Raw data:

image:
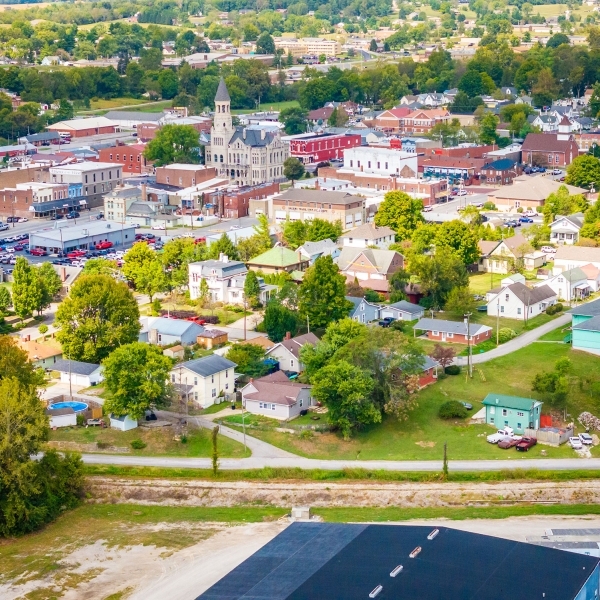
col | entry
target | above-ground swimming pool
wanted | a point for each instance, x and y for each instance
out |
(76, 406)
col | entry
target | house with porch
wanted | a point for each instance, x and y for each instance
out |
(439, 330)
(585, 327)
(512, 411)
(276, 396)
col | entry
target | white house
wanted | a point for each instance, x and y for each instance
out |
(569, 285)
(225, 280)
(78, 373)
(124, 423)
(565, 230)
(313, 250)
(276, 396)
(569, 257)
(287, 352)
(369, 235)
(381, 161)
(402, 311)
(204, 380)
(61, 417)
(517, 301)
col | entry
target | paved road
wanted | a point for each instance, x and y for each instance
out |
(519, 342)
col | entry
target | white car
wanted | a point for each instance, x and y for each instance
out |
(575, 443)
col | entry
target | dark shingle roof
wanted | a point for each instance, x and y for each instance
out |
(222, 93)
(209, 365)
(76, 367)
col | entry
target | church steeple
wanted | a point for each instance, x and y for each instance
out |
(222, 109)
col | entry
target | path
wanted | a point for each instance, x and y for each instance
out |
(519, 342)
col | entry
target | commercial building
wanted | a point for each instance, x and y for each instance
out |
(81, 236)
(357, 561)
(78, 128)
(304, 205)
(312, 148)
(131, 158)
(246, 156)
(94, 178)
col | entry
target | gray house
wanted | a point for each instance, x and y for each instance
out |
(161, 331)
(362, 310)
(402, 311)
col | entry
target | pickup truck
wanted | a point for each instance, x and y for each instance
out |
(525, 444)
(500, 435)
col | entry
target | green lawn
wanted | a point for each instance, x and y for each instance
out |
(422, 436)
(159, 442)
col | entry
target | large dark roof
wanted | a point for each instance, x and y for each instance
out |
(346, 562)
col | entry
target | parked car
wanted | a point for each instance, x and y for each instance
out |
(507, 443)
(507, 432)
(386, 321)
(525, 444)
(575, 443)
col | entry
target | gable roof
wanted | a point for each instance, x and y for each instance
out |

Prompt: Go line by line through the records above and copy each one containing "house".

Solved exercise:
target | house with porch
target | white house
target | gray house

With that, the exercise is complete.